Copy out the review "Long Live the Sacred Cross: Long Live Suffering!" in full, word for word.

Document excerpt:
- - - - -

Long Live the Sacred Cross: Long Live Suffering!

Review by Michael Whitcraft

"Long live the sacred cross: long live suffering!"

How foreign these words of St. Veronica Giulani are to our modern ears. Tell-tale examples like widespread abortion and drug use are unnecessary to see that contemporary society will do anything to avoid suffering. However, in turning its back on suffering, it has also turned its back on Our Lord Jesus Christ.

Changing the Course of History

As Catholics, we know that suffering is a great treasure and a most effective means of union with Christ. Our Lord taught us, "If any man will come after me, let him deny himself, and take up his cross, and follow me" (St. Matt. 16:24).

In addition to granting personal union with Christ, suffering can also change history. In His Infinite Justice, God must reward every sacrifice suffered for His sake. When He wishes to give the world more graces than it deserves, He often calls special souls to suffer and thus "buy" these graces. Thus He can show an overabundance of mercy, without contradicting justice.

Therefore, there is a delicate economy between sacrifice and grace, whereby the suffering of one soul can determine the action of God and so alter history. Author William Bush narrates a poignant example of this in his book, To Quell the Terror. He shows how the martyrdom of sixteen Carmelite nuns coincided perfectly with the fall of Robespierre and the end of the Reign of Terror, concluding that the expiatory sacrifice of those nuns, freed France from the heinous throes of the French Revolution. (To read a review of To Quell the Terror, click here.)

Sometimes, God calls special souls to dedicate their entire lives to suffering. Often nameless, these expiatory victims affect government policy, topple kings, save souls and even avert chastisements, without ever leaving their beds or monasteries.

God rewards them for their suffering. Accepting the most terrifying pains, their submission brings them a joy, comparable only to the elect in heaven. "My life is a delicious Purgatory, where the body suffers and the soul rejoices," said Marcelline Pauper, an expiatory victim of the eighteenth century.

- - - - -

Recorded information:
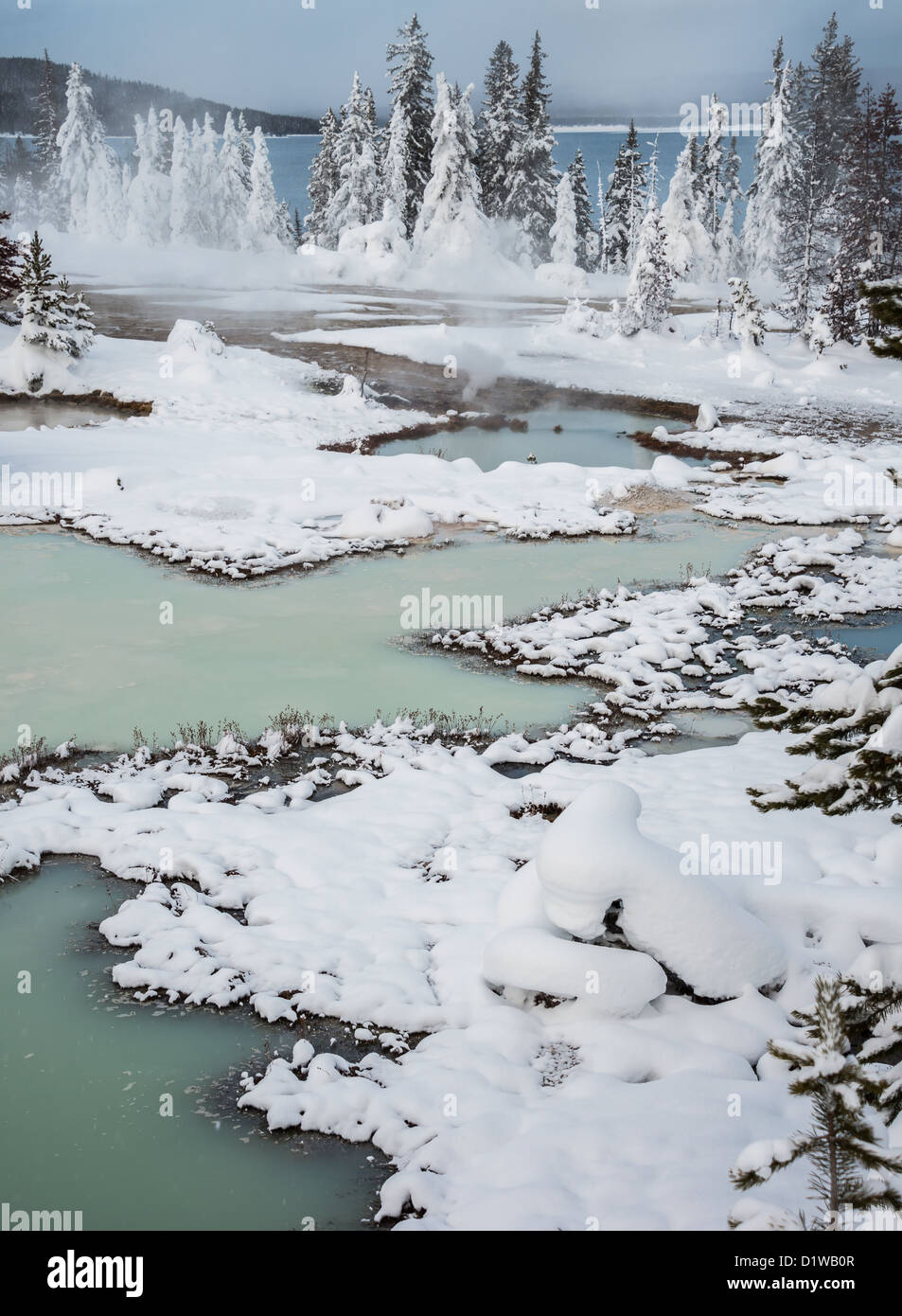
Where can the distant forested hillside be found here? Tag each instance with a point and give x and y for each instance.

- - - - -

Output for this task:
Long Live the Sacred Cross: Long Live Suffering!

Review by Michael Whitcraft

"Long live the sacred cross: long live suffering!"

How foreign these words of St. Veronica Giulani are to our modern ears. Tell-tale examples like widespread abortion and drug use are unnecessary to see that contemporary society will do anything to avoid suffering. However, in turning its back on suffering, it has also turned its back on Our Lord Jesus Christ.

Changing the Course of History

As Catholics, we know that suffering is a great treasure and a most effective means of union with Christ. Our Lord taught us, "If any man will come after me, let him deny himself, and take up his cross, and follow me" (St. Matt. 16:24).

In addition to granting personal union with Christ, suffering can also change history. In His Infinite Justice, God must reward every sacrifice suffered for His sake. When He wishes to give the world more graces than it deserves, He often calls special souls to suffer and thus "buy" these graces. Thus He can show an overabundance of mercy, without contradicting justice.

Therefore, there is a delicate economy between sacrifice and grace, whereby the suffering of one soul can determine the action of God and so alter history. Author William Bush narrates a poignant example of this in his book, To Quell the Terror. He shows how the martyrdom of sixteen Carmelite nuns coincided perfectly with the fall of Robespierre and the end of the Reign of Terror, concluding that the expiatory sacrifice of those nuns, freed France from the heinous throes of the French Revolution. (To read a review of To Quell the Terror, click here.)

Sometimes, God calls special souls to dedicate their entire lives to suffering. Often nameless, these expiatory victims affect government policy, topple kings, save souls and even avert chastisements, without ever leaving their beds or monasteries.

God rewards them for their suffering. Accepting the most terrifying pains, their submission brings them a joy, comparable only to the elect in heaven. "My life is a delicious Purgatory, where the body suffers and the soul rejoices," said Marcelline Pauper, an expiatory victim of the eighteenth century.